[Items from a data source]
────────────────────
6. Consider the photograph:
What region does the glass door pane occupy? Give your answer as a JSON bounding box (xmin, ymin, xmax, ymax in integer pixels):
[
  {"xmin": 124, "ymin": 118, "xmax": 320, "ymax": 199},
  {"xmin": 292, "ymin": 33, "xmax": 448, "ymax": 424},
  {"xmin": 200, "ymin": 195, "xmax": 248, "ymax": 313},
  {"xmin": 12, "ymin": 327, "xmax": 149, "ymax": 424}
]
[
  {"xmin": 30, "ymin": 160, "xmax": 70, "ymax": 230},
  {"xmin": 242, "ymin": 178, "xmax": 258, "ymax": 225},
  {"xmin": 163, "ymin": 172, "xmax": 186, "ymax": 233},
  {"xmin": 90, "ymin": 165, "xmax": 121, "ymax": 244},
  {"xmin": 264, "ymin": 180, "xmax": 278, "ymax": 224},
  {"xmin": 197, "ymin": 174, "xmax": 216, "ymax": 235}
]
────────────────────
**Your task**
Return all the lines shown above, word for word.

**Answer to this exercise**
6. Consider the photograph:
What region does the glass door pane occupy? Give your answer as a JSON bounding box (xmin, ymin, xmax, ymax in integer pixels):
[
  {"xmin": 124, "ymin": 118, "xmax": 320, "ymax": 199},
  {"xmin": 292, "ymin": 33, "xmax": 448, "ymax": 424},
  {"xmin": 200, "ymin": 195, "xmax": 248, "ymax": 313},
  {"xmin": 12, "ymin": 327, "xmax": 149, "ymax": 424}
]
[
  {"xmin": 30, "ymin": 160, "xmax": 70, "ymax": 230},
  {"xmin": 242, "ymin": 178, "xmax": 258, "ymax": 225},
  {"xmin": 163, "ymin": 172, "xmax": 186, "ymax": 233},
  {"xmin": 90, "ymin": 165, "xmax": 121, "ymax": 244},
  {"xmin": 264, "ymin": 180, "xmax": 278, "ymax": 224},
  {"xmin": 197, "ymin": 174, "xmax": 216, "ymax": 235}
]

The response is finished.